*** Opening of INFORMATION ***
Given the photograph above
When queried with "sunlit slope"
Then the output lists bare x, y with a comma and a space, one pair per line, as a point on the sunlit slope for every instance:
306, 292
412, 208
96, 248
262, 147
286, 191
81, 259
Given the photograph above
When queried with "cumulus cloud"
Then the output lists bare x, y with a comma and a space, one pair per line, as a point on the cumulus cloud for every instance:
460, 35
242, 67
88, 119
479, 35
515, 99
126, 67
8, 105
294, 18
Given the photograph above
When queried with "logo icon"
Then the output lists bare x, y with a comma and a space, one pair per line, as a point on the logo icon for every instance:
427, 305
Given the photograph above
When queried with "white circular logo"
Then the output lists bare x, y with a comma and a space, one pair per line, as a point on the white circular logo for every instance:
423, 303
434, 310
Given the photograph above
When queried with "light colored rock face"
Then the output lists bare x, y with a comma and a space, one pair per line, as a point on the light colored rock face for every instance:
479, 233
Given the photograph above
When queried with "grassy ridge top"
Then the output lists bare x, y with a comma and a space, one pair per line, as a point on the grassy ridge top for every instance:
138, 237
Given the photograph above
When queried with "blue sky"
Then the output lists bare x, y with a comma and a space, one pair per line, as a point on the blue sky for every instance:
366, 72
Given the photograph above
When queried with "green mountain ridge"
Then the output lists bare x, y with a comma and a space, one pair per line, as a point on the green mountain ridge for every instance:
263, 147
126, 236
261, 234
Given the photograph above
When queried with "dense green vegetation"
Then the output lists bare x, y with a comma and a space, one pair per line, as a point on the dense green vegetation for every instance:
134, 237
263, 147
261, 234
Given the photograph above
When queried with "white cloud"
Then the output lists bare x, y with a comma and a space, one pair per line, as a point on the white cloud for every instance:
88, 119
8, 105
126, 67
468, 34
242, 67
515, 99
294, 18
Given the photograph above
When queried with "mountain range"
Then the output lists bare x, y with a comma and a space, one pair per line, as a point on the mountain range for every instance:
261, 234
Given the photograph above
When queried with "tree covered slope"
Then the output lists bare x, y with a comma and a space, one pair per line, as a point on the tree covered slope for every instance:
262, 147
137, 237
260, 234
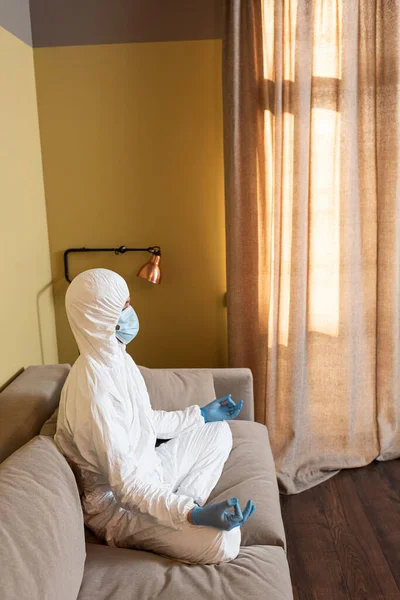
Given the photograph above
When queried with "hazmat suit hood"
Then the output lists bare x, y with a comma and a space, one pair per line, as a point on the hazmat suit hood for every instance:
94, 302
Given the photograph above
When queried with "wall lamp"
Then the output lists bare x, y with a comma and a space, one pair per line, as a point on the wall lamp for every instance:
150, 270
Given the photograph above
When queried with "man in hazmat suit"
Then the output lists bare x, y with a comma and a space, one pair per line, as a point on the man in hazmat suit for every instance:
137, 495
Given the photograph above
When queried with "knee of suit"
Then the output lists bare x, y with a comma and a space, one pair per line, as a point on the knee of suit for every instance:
224, 435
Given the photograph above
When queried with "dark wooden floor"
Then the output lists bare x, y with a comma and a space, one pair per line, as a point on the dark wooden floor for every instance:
344, 536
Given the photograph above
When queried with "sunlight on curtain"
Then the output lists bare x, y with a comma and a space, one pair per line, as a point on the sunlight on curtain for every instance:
325, 134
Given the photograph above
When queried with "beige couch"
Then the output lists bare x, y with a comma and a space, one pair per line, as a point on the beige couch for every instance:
45, 551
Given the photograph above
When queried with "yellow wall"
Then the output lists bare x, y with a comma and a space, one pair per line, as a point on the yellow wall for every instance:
132, 152
27, 328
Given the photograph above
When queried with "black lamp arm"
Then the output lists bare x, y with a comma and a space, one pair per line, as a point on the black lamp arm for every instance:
121, 250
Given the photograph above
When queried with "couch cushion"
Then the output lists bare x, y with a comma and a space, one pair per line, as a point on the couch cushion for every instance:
250, 473
26, 404
171, 391
117, 574
42, 549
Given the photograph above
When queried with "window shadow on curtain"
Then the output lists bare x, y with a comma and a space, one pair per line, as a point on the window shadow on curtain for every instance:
312, 143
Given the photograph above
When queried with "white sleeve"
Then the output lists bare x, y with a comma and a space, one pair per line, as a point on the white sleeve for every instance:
169, 424
111, 446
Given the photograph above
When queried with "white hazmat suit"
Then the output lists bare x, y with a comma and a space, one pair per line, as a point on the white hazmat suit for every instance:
134, 494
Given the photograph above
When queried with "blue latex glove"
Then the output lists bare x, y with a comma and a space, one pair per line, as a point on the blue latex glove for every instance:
221, 409
220, 516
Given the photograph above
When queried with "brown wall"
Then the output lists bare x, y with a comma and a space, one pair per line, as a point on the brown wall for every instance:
132, 152
89, 22
27, 327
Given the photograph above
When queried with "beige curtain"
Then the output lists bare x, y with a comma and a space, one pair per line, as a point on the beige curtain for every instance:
312, 146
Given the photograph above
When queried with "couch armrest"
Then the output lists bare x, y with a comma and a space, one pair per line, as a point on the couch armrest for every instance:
238, 382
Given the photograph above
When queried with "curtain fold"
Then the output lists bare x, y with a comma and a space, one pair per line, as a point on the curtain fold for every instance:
312, 138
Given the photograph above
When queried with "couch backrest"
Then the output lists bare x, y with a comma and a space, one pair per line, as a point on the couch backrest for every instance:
27, 403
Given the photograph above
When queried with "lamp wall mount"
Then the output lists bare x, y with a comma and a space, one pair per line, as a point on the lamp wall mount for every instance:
154, 250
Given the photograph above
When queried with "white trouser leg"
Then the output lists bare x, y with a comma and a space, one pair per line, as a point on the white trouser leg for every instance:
193, 462
192, 465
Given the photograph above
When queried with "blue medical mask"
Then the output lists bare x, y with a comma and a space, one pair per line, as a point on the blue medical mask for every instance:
128, 325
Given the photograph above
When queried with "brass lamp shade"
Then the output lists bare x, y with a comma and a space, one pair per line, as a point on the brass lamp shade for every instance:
151, 270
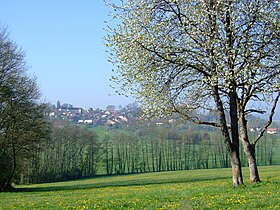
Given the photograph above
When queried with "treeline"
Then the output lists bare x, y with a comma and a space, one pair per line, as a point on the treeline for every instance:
76, 152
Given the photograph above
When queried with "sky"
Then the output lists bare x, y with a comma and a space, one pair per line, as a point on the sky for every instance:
63, 43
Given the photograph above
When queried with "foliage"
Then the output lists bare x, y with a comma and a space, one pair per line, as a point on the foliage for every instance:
76, 151
195, 189
184, 56
22, 121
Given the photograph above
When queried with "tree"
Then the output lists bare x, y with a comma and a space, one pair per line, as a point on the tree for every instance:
58, 105
22, 121
199, 56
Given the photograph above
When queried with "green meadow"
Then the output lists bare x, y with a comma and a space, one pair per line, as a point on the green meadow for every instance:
192, 189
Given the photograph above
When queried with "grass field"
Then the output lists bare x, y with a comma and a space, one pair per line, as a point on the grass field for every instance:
194, 189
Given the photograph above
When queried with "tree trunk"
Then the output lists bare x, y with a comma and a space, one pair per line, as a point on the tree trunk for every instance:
249, 150
236, 169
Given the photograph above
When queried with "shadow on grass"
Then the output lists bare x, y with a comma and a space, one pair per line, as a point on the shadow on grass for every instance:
*** Close of INFORMATION ***
» **PROBLEM TO WORK ON**
What is needed is an exact reproduction of the data, pictures excluded.

» **RESULT**
Given the photograph above
When queried with "sunlit slope"
Then the output lists bare x, y with a comma and a space, one pair per line, as a point on the sunlit slope for every instance:
306, 292
412, 208
96, 248
262, 147
286, 191
81, 259
Given the photograph above
When queried with "cumulus cloud"
Then the output lists bare x, y with a comma and a space, one pair per line, as a point on the cumulus cloud for every instance:
460, 35
242, 67
88, 119
479, 35
515, 99
126, 67
8, 105
294, 18
Given the photograph above
When queried with "logo icon"
Then the output lists bare x, y with a comma and a space, one pair per line, as a point on the logo icon for every instance:
427, 305
Given the photograph above
When queried with "white circular logo"
Then the output lists bare x, y with a comma and a space, one pair per line, as a point on the white circular logo for every instance:
423, 303
434, 310
Given the photograph above
When queried with "light colored rock face"
Then the output lists bare x, y with a comma and a space, one pair per line, as a point on the light colored rock face for every instance:
479, 233
Given the photograph above
When queried with "grassy ridge top"
Then the output lists bare x, y with a comma and a space, one pair per line, as a point on the grassy ridge top for every instance:
138, 237
Given the photograph above
When queried with "blue sky"
Then the output lists bare x, y with a comma and a space, one pair per line, as a point on the blue sky for every instance:
366, 72
Given the photograph above
When queried with "green mountain ridge"
Then the output lists bare x, y with a comma and a space, one pair per line, as a point on the green mountain ridge for every instance:
263, 147
126, 236
261, 234
Given the photograph above
When queried with "dense green vegetation"
Then the output lists bare x, y with a comma and a space, one pair per line, as a point on the dense green vegetation for every instance:
134, 237
263, 147
261, 234
Given the photograph above
When queried with "white cloud"
Then the output lists bare x, y with a comma and a space, one pair per line, as a point on the white cloud for every instance:
88, 119
8, 105
126, 67
468, 34
242, 67
515, 99
294, 18
Given the photograph above
When queried with "mountain range"
Then the output lists bare x, y with a comma and a space, one pair per line, as a point on the mountain range for every instance:
261, 234
Given the photograph above
When queried with "tree covered slope"
Then the output lists bare x, y with a comma and a space, one pair per line, as a point on the tree covered slope for every instance:
262, 147
137, 237
260, 234
Given the photograph above
When queried with "hazmat suit hood"
Then the output lists bare x, y with a comma and a space, one pair per line, as a point on the hazmat suit hood for every instance:
94, 302
Given the photograph above
When queried with "wall lamp"
Then the output lists bare x, y with a comma and a space, one pair per line, as a point on the wall lamp for every instance:
150, 270
Given the photograph above
When queried with "man in hazmat suit"
Then the output lists bare x, y with a comma and a space, one pair per line, as a point on the man in hazmat suit for every instance:
137, 495
Given the photograph above
When queried with "knee of suit"
Then the output lists bare x, y with a comma and a space, one pair per line, as a point on the knee of suit for every instance:
224, 435
Given the photograph above
When queried with "dark wooden floor"
Then the output lists bare x, y with a comma and a space, one pair per line, as a point on the dark wooden floor for every instance:
344, 536
Given the photograph above
When queried with "sunlight on curtain"
Then the output lists bare x, y with a comma and a space, one pair per line, as a point on the sunlight on curtain for every instance:
325, 134
Given the photograph above
When queried with "beige couch"
Then the output lists bare x, y with a comma and a space, one pair per line, as a point on the beige couch for every instance:
45, 551
Given the photograph above
When queried with "yellow wall"
Then the output lists bare x, y with a comma and a space, one pair per line, as a point on the yellow wall for every instance:
132, 152
27, 328
Given the photograph above
When queried with "black lamp arm"
Then the output lists bare x, y with a comma and a space, one pair per line, as a point on the black lamp arm for every instance:
121, 250
Given the photograph above
When queried with "couch cushion"
Then the output lists bare x, y with a comma and a space, one pair per line, as a point on the couch cushion for every instance:
250, 473
26, 404
171, 391
117, 574
42, 549
Given the photograph above
When queried with "window shadow on curtain"
Then the output lists bare x, y with a comma and a space, one pair per line, as a point on the window shadow on curtain for every instance:
312, 143
Given the photograph above
When queried with "white sleeve"
Then the output lists bare x, y with a comma and a space, one pair per line, as a point on the white sleeve for every instance:
169, 424
111, 446
Given the photograph above
When queried with "white hazmat suit"
Then the output lists bare x, y with a comma and a space, one pair per line, as a point on the white hazmat suit for every instance:
134, 494
Given the photograph above
When queried with "blue latex glove"
Then the output lists bare x, y with a comma and a space, one pair per line, as a point on the blue latex glove for every instance:
221, 409
220, 516
Given the photograph above
When queried with "brown wall"
Then the output lists bare x, y with a comma and a space, one pair per line, as a point on the brown wall for every instance:
132, 152
89, 22
27, 327
Given the photograph above
When queried with "beige curtain"
Then the output lists bare x, y with a comma and a space, one pair per line, as a point on the beige curtain for every instance:
312, 146
Given the photograph above
When queried with "couch armrest"
Then the output lists bare x, y with a comma and a space, one pair per line, as a point on the couch armrest for every instance:
238, 382
Given the photograph above
When queried with "curtain fold"
Then the output lists bare x, y with a comma and a space, one pair per line, as a point on the curtain fold for every instance:
312, 138
Given the photograph above
When queried with "couch backrest"
Then the output lists bare x, y with a comma and a space, one pair per line, as a point on the couch backrest for every instance:
27, 403
Given the photograph above
When queried with "lamp wall mount"
Then the output lists bare x, y with a comma and a space, one pair per line, as a point on the lamp wall mount for every instance:
154, 250
Given the photograph above
When queried with "white trouser leg"
Then the output lists bare x, y with a comma and a space, one pair per line, as a point on the white trouser leg for every instance:
193, 462
192, 465
Given the photograph above
When queried with "blue medical mask"
Then the output lists bare x, y with a comma and a space, one pair per line, as a point on the blue medical mask for every instance:
128, 325
Given the photograph above
When queried with "brass lamp shade"
Then the output lists bare x, y with a comma and a space, one pair per line, as a point on the brass lamp shade for every instance:
151, 270
Given the photograph above
When queried with "treeline"
Then the output lists bare x, y with a comma and a space, one pair per line, as a point on the treeline for every instance:
76, 152
Given the photograph above
When queried with "sky"
Then the output lists bare x, y with a comma and a space, one pair per line, as a point on the sky for every instance:
63, 43
Given the photograph above
When queried with "foliage"
Then the output lists bare x, y with a comma and a space, one pair per line, as a point on the foliage for every instance:
76, 151
195, 189
184, 56
22, 121
Given the photograph above
When queried with "tree"
Then the output lists bare x, y with a comma and a space, one pair per line, as a point on the tree for every instance:
58, 105
22, 121
199, 56
Given the photograph above
When queried with "green meadow"
Then the output lists bare x, y with a comma and a space, one pair per line, as a point on the green meadow for every instance:
192, 189
Given the photograph above
When queried with "grass field"
Then the output lists bare x, y with a comma and a space, one pair per line, as a point on the grass field for every instance:
194, 189
Given the photograph above
When queried with "tree trunk"
Then the output lists bare x, y with a comma and a space, one pair per line, as a point on the tree trunk for every instance:
249, 150
236, 169
Given the photograph above
When queried with "shadow on grass"
Then the output lists bare x, y with a comma and a space, one pair per line, as a point on the shadow on grass for every instance:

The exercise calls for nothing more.